* [Problem to solve]:
Turn the rows below into a JSON list of strings with one string per line, skipping blank lines and leaving out the picture lines.

Point labeling examples:
----------
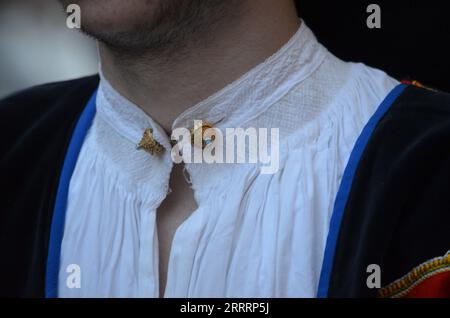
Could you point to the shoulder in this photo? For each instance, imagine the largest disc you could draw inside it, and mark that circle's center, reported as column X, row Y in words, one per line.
column 43, row 97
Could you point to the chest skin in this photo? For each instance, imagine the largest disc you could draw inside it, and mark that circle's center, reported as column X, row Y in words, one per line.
column 174, row 210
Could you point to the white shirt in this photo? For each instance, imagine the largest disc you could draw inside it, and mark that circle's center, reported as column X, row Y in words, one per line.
column 253, row 234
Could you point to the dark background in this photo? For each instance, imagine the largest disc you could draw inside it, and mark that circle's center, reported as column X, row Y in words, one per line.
column 36, row 47
column 413, row 42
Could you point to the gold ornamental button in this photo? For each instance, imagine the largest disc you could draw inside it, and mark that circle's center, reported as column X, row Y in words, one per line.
column 198, row 138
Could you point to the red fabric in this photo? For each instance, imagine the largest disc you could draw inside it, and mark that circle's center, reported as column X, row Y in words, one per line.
column 436, row 286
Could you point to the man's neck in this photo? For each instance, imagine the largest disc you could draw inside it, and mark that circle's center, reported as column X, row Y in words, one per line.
column 165, row 86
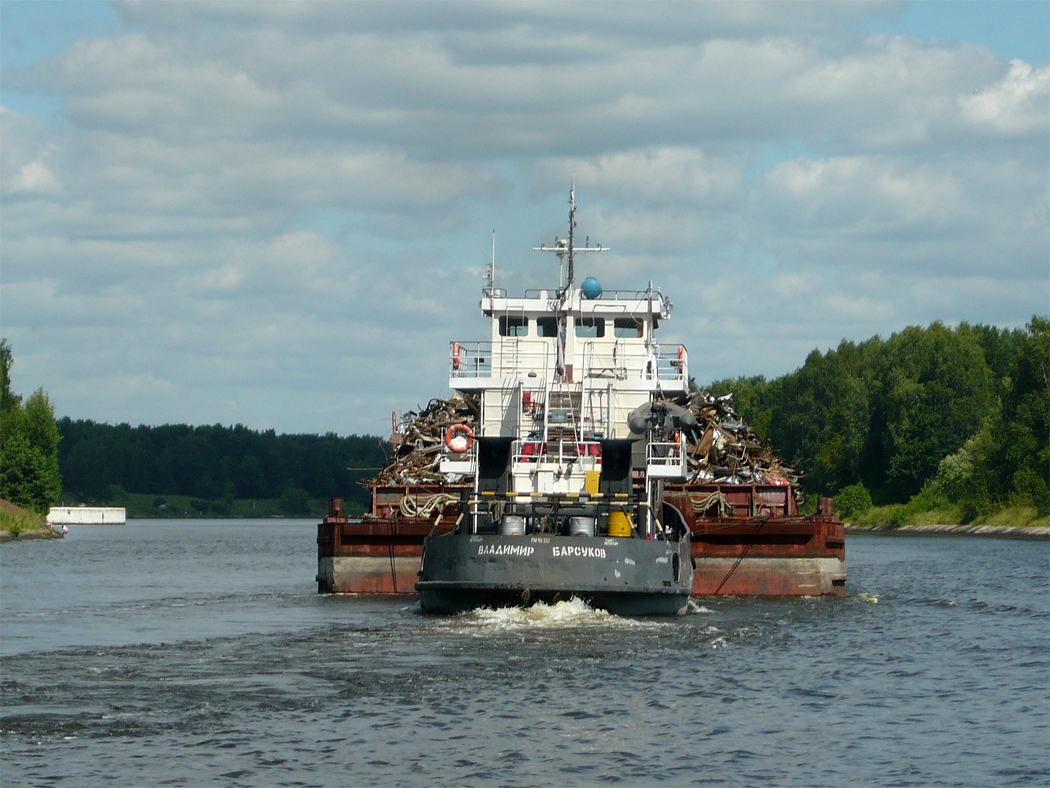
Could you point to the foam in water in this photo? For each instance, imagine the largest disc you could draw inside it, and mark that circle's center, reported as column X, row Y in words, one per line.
column 541, row 616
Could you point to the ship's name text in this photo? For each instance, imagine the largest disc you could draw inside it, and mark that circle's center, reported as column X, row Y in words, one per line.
column 505, row 550
column 579, row 552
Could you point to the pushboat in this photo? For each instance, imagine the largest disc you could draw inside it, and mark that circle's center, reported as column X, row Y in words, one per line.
column 572, row 477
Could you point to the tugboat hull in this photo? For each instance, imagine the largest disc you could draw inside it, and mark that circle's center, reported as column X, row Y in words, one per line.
column 626, row 577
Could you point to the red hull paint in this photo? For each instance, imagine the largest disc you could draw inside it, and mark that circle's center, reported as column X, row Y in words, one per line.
column 748, row 540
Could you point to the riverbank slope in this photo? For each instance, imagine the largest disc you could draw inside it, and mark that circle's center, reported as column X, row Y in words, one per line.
column 20, row 523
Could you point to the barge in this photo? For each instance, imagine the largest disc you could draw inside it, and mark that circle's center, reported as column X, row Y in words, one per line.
column 578, row 470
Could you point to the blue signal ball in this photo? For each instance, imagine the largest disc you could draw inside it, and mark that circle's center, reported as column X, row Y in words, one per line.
column 590, row 288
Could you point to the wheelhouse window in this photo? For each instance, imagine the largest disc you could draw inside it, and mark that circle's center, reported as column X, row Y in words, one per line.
column 590, row 327
column 513, row 326
column 627, row 327
column 546, row 326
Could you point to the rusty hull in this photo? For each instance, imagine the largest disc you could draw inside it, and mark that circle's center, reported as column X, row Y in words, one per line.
column 757, row 545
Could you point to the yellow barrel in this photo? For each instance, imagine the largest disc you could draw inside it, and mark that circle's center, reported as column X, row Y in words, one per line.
column 620, row 524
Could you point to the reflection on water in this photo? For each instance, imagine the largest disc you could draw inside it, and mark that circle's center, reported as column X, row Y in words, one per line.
column 196, row 652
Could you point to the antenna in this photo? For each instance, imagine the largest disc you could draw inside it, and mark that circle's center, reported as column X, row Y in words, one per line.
column 491, row 266
column 568, row 248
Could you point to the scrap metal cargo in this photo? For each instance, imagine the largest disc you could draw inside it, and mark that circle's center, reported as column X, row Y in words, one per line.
column 578, row 458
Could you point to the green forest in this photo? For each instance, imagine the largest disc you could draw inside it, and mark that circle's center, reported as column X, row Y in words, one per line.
column 948, row 424
column 207, row 470
column 932, row 424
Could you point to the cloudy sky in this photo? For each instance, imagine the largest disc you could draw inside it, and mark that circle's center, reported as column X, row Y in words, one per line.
column 279, row 214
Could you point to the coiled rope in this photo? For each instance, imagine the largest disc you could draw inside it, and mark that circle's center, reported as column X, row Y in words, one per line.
column 412, row 506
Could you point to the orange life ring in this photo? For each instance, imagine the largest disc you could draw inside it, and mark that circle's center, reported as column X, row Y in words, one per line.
column 453, row 435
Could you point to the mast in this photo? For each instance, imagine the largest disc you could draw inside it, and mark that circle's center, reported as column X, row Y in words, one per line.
column 572, row 225
column 567, row 249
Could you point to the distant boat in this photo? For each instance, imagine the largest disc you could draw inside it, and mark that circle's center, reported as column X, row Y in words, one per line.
column 86, row 516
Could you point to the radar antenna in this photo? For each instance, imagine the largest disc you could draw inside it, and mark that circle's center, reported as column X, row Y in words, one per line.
column 568, row 249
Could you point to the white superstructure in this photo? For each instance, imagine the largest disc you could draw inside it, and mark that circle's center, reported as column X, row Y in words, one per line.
column 563, row 371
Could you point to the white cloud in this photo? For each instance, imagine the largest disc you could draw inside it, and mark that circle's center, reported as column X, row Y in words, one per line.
column 1019, row 105
column 275, row 212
----------
* [Finished answer]:
[
  "Could you point to the shoulder in this photo? For each instance, imagine the largest disc you could draw inside it, and mark that circle's center, reported as column X, row Y in words, one per line.",
  "column 43, row 97",
  "Could you point to the chest skin in this photo? For each instance, imagine the largest disc you could draw inside it, and mark that circle's center, reported as column X, row Y in words, one per line.",
  "column 174, row 210",
  "Could you point to the white shirt in this photo? For each instance, imagine the largest disc you could draw inside it, and mark that circle's center, reported as column X, row Y in words, one per line.",
  "column 253, row 234",
  "Could you point to the dark background in this photo? For each instance, imagine the largest disc you could draw inside it, and mark that circle's center, reported as column X, row Y in words, one per line.",
  "column 36, row 47",
  "column 413, row 42",
  "Could you point to the gold ornamental button in this photo? For each instance, imagine the largest disc you could draw inside it, and mark that circle's center, reported as column X, row Y in words, one per line.",
  "column 198, row 138",
  "Could you point to the red fabric in this photo? For each instance, imagine the largest disc you could draw inside it, and mark that circle's center, reported as column X, row Y in words, one per line.",
  "column 436, row 286",
  "Could you point to the man's neck in this photo? For each instance, imagine the largest disc you could draw inside it, and mark that circle's center, reported as column X, row Y in words, one per line.",
  "column 165, row 86",
  "Could you point to the foam in water in this photo? For each instance, imagine the largest disc you could draw inside it, and mark that circle's center, reported as column X, row Y in words, one per line.",
  "column 541, row 616",
  "Could you point to the ship's name text in this photo? For each instance, imagine the largest disc you could draw inside it, and mark that circle's center, reported as column X, row Y in words, one per line.",
  "column 505, row 550",
  "column 579, row 552",
  "Could you point to the pushboat in this photo? For each instance, imagine the largest disc you could draw inside it, and mark that circle's center, reported as column X, row Y in words, one per line.",
  "column 572, row 477",
  "Could you point to the tugboat hull in this photo? For each instance, imagine the largest disc you could draw inside it, and mark that circle's center, reported as column X, row Y in words, one per line.",
  "column 626, row 577",
  "Could you point to the red hull paint in this photo? For each instance, imagine the largest disc you could draw inside it, and mark that circle's center, reported as column X, row Y in words, one per line.",
  "column 748, row 540",
  "Could you point to the riverbank slope in this photo? For each instance, imagine the largest disc you could draw inside it, and mark that circle's center, reported as column X, row Y in words, one per line.",
  "column 20, row 523",
  "Could you point to the barge in this photo? For each instance, imagine the largest disc you could draw inside it, and mark that circle's center, reported as column X, row Y in words, one per line.",
  "column 578, row 470",
  "Could you point to the blue signal ball in this photo? For each instance, imagine the largest disc you could draw inside it, and mark that circle's center, reported as column X, row Y in words, one per line.",
  "column 590, row 288",
  "Could you point to the wheelhouse window in this photo? For each instance, imagine the largest disc you could draw inside it, and mark that circle's center, reported as column X, row Y in words, one per line.",
  "column 590, row 327",
  "column 513, row 326",
  "column 627, row 327",
  "column 546, row 326",
  "Could you point to the rusty hull in this photo? For each instance, imagine the largest disc you could draw inside it, and mark that circle's center, reported as column X, row Y in words, one per line.",
  "column 757, row 545",
  "Could you point to the yellow barrel in this photo? For each instance, imagine the largest disc you could draw inside it, and mark that circle's center, reported as column X, row Y in words, one per line.",
  "column 620, row 524",
  "Could you point to the reflection on water in this photo? For each instance, imagine the largest disc you could draw inside it, and mark that circle's center, reported as column X, row Y in words, one per line.",
  "column 196, row 652",
  "Could you point to the antenna in this photo? For each instance, imagine the largest disc you could draw inside it, and mark that circle's center, reported as column X, row Y in words, one per line.",
  "column 491, row 266",
  "column 568, row 248",
  "Could you point to the scrap metal cargo in this photo? For each instance, imagine the largest disc you could draw inside it, and mark that circle's center, reported as column X, row Y in words, one per line.",
  "column 578, row 458",
  "Could you point to the green forest in this photo? For each instance, imagine the largest disc you could draw inside it, and mark that circle's center, reported as column X, row Y in words, one per line.",
  "column 948, row 424",
  "column 207, row 470",
  "column 932, row 424",
  "Could you point to the cloudy sky in this photo? For each instance, imagine the largest disc you could draw inside it, and mark that circle's center, reported as column X, row Y in words, one per line.",
  "column 279, row 214",
  "Could you point to the coiled rope in this photo? For each instance, imagine the largest disc you could draw inside it, and mark that circle's center, reported as column X, row Y in words, one per line.",
  "column 412, row 506",
  "Could you point to the orange life ring in this photo? For each instance, imagine the largest disc you could draw inside it, and mark that circle's center, reported as column X, row Y in words, one per line.",
  "column 453, row 435",
  "Could you point to the mast in this photo? For each instance, imagine the largest disc you could draw inside it, and mark that circle's center, reported as column X, row Y in words, one per line.",
  "column 572, row 225",
  "column 567, row 249",
  "Could you point to the distant boat in this photo? For each instance, imagine the largest disc you could draw inside it, and mark that circle's center, reported as column X, row Y in words, one per line.",
  "column 86, row 516",
  "Could you point to the radar antenna in this photo? For each instance, imagine the largest disc you could draw inside it, and mark that circle's center, reported as column X, row Y in words, one per line.",
  "column 568, row 249",
  "Could you point to the white superstructure in this photo? For each instance, imagine the largest disc you could draw inside it, and mark that circle's center, reported as column X, row Y in words, one per line.",
  "column 563, row 371",
  "Could you point to the white cloud in this photo? For each instance, imagine the largest disc you could draw inside it, and mark that circle's center, reported as column X, row Y in words, one per line.",
  "column 1019, row 105",
  "column 275, row 212"
]